> WHAT THE EXERCISE ASKS
Can you render the rows below as a Markdown table with the columns No and Line, giving each line its number and skipping blank lines? Leave the pictures out.

-- Start of SOURCE RECORDS --

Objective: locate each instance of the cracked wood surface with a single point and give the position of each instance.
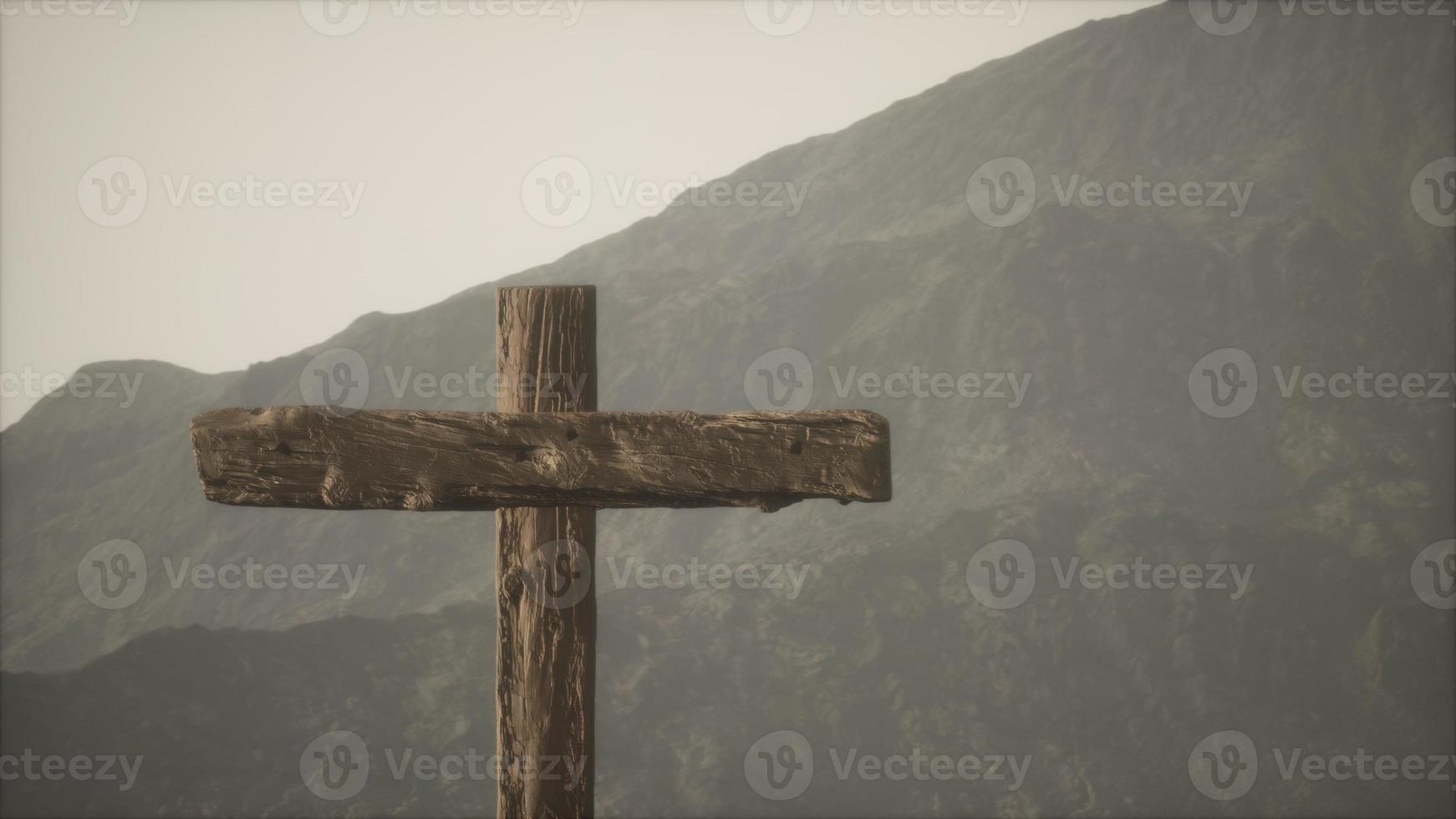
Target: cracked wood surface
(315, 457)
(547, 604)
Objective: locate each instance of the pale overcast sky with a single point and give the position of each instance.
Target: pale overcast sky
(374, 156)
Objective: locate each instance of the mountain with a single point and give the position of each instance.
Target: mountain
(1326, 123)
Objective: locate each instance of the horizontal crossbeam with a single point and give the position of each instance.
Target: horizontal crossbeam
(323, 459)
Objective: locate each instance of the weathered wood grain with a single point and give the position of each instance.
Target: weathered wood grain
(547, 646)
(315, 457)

-- End of SOURCE RECORDS --

> TASK RESULT
| No | Line |
|---|---|
| 1 | Objective: locate each instance of the cracked wood surface with a single point and give the position of each instance. |
| 2 | Target: cracked wood surface |
| 3 | (315, 457) |
| 4 | (547, 604) |
| 5 | Objective: locate each instance of the pale overcast sky with a single point and give the position of each instance. |
| 6 | Target: pale overcast sky |
| 7 | (374, 156) |
| 8 | Objective: locate each instance of the mountain with a single point and give the position of each instance. |
| 9 | Target: mountain |
| 10 | (1326, 123) |
| 11 | Objective: locate each instance of the horizontal crossbeam with a single point and give the position of each instance. |
| 12 | Target: horizontal crossbeam |
| 13 | (323, 459) |
| 14 | Objective: locate each instance of the weathered wood grain with a single point and give the position of each instance. |
| 15 | Target: weathered wood grain |
| 16 | (547, 646) |
| 17 | (315, 457) |